THE TASK >>
How many of the lines below contain the string "window"? Match case, and reply with the number alone.

Location identification entries
⟨

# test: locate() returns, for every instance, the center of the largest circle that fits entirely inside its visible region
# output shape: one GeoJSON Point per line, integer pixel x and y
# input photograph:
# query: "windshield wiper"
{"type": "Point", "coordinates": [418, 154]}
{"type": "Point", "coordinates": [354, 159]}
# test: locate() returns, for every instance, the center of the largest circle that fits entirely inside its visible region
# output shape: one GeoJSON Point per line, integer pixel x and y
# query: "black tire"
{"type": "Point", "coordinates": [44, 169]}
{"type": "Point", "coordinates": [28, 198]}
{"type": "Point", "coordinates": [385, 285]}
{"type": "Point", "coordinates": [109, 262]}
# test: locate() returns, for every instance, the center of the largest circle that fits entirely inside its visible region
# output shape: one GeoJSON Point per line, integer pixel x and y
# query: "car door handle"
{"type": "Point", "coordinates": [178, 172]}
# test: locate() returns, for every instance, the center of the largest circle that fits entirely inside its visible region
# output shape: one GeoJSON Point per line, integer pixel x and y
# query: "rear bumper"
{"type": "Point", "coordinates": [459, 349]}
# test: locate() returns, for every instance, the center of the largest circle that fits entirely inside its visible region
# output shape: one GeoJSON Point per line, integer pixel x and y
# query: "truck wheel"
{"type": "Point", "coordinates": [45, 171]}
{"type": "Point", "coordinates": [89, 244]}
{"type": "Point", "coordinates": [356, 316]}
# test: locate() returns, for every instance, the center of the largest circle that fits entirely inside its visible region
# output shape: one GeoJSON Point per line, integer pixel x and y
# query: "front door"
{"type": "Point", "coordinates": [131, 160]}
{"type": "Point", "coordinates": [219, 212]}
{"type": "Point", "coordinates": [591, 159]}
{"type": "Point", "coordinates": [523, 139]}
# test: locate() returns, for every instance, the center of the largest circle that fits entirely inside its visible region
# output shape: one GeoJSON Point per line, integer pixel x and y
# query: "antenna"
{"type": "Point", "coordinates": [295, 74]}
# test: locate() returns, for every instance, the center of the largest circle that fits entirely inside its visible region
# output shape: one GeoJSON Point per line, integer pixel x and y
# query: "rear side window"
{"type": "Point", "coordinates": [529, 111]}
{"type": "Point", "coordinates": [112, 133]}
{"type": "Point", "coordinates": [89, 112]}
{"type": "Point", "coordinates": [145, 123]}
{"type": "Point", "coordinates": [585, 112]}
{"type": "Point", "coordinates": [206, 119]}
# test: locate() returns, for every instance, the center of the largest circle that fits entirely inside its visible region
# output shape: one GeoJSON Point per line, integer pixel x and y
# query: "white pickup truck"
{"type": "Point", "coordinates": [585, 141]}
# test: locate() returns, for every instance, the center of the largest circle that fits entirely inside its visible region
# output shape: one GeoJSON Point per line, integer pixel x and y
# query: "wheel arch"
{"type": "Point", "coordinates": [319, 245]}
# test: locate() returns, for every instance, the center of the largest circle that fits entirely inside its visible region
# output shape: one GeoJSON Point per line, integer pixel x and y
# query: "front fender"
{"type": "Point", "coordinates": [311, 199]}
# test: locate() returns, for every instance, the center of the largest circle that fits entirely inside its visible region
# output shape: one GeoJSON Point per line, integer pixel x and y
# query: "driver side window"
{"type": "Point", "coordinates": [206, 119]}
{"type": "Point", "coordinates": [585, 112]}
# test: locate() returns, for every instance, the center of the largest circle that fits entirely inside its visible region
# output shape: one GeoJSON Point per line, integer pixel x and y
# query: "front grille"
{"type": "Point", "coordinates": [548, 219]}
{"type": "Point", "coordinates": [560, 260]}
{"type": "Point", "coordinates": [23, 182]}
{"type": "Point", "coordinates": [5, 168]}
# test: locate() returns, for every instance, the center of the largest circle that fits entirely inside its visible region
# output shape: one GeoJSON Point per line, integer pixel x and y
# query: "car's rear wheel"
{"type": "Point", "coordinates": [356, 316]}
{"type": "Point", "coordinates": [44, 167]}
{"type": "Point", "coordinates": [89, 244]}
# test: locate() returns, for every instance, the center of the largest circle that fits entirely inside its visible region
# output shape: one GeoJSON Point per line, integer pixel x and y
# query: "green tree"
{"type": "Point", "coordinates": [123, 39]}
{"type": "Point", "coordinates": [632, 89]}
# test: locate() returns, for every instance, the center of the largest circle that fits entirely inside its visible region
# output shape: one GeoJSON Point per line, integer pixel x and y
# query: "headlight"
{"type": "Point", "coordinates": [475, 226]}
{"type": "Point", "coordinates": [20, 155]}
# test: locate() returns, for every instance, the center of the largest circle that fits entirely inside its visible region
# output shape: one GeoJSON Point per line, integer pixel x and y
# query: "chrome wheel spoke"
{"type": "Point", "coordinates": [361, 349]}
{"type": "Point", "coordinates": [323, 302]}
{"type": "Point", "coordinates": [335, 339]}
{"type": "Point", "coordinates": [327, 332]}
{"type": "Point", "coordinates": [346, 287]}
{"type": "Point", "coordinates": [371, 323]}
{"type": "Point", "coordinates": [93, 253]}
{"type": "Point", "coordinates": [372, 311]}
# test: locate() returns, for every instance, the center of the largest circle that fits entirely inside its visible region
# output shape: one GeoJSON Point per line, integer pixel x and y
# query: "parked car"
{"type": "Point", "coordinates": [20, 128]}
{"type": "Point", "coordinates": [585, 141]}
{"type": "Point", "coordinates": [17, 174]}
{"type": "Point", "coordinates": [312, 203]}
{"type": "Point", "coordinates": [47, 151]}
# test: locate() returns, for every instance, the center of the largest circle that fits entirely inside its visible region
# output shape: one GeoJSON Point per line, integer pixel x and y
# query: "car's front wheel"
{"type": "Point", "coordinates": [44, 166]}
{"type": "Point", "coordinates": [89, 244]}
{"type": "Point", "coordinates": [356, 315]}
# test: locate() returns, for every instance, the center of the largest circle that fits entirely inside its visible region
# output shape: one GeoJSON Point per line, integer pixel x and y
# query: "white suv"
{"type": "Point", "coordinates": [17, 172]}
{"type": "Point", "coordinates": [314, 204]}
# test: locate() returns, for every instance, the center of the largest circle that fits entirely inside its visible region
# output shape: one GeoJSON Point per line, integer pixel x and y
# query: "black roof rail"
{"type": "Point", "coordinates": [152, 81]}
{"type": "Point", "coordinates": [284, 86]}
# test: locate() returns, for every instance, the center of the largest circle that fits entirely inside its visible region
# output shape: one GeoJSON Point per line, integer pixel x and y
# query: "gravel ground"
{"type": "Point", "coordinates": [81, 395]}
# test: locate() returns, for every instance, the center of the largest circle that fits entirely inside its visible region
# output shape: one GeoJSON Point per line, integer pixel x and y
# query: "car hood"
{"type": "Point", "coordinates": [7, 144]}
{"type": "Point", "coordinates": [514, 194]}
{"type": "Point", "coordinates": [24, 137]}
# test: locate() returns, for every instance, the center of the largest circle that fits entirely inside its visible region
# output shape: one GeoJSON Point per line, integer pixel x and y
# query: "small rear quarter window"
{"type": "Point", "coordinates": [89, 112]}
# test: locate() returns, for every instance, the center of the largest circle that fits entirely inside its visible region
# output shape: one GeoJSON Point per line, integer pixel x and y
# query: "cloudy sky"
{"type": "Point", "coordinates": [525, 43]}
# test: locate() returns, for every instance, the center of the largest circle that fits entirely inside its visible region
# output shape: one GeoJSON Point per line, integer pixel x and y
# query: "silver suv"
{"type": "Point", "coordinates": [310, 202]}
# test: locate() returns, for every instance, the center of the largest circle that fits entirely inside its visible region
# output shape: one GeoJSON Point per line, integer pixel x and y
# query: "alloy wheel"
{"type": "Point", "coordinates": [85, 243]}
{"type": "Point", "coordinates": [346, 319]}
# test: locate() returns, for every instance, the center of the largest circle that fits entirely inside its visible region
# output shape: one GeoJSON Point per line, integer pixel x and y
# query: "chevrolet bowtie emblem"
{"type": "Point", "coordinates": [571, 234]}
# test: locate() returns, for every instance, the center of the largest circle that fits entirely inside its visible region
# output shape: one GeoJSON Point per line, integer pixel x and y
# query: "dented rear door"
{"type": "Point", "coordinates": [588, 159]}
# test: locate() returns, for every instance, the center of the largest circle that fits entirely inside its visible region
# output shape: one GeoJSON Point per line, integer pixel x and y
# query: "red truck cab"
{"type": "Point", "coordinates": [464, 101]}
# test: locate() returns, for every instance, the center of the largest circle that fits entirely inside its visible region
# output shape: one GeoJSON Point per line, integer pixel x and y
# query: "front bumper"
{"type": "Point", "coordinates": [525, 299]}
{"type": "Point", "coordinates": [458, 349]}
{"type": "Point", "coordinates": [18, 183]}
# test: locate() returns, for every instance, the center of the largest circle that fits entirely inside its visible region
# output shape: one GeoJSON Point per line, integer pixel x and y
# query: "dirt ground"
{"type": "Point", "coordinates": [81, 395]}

⟩

FINAL ANSWER >>
3